[Excerpts from a point labeling dataset]
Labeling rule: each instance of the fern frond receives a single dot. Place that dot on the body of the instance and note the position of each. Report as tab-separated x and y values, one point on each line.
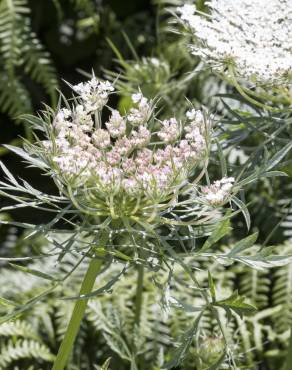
21	53
18	328
24	349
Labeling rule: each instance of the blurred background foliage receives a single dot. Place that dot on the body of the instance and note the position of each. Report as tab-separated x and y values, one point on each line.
43	43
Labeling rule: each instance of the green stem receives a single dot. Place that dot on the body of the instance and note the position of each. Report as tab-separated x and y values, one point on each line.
289	354
139	294
77	315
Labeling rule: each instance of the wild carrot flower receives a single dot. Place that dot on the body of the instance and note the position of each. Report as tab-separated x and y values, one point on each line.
121	168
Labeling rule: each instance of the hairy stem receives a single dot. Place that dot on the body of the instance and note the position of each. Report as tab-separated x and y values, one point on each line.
289	354
139	294
77	315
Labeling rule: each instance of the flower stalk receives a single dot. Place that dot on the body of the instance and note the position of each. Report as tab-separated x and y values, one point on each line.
77	315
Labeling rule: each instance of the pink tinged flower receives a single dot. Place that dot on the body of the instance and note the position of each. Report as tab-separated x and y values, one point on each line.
82	118
61	121
140	138
113	157
130	186
123	146
218	193
129	165
141	114
94	93
116	125
169	131
144	158
101	138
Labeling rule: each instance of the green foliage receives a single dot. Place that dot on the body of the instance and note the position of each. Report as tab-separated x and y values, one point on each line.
21	54
167	312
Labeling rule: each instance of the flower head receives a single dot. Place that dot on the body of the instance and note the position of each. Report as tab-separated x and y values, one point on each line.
123	160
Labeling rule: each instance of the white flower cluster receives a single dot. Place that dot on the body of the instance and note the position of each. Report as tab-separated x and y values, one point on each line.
218	193
125	155
94	93
254	36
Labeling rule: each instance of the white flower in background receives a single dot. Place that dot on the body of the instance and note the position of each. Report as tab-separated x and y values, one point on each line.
219	192
254	37
141	114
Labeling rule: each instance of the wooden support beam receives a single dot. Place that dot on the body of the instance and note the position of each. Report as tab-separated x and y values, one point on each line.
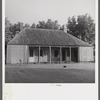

● Exercise requirements
Could you show every line of the data above that contains the word "wooden", copying each one in full?

● Answer in full
Labeling rule: each instance of the wooden support beam receives a single dot. Place that dot on the body of the instance and note the position of each. Report as tab-separated x and y values, one point on each line.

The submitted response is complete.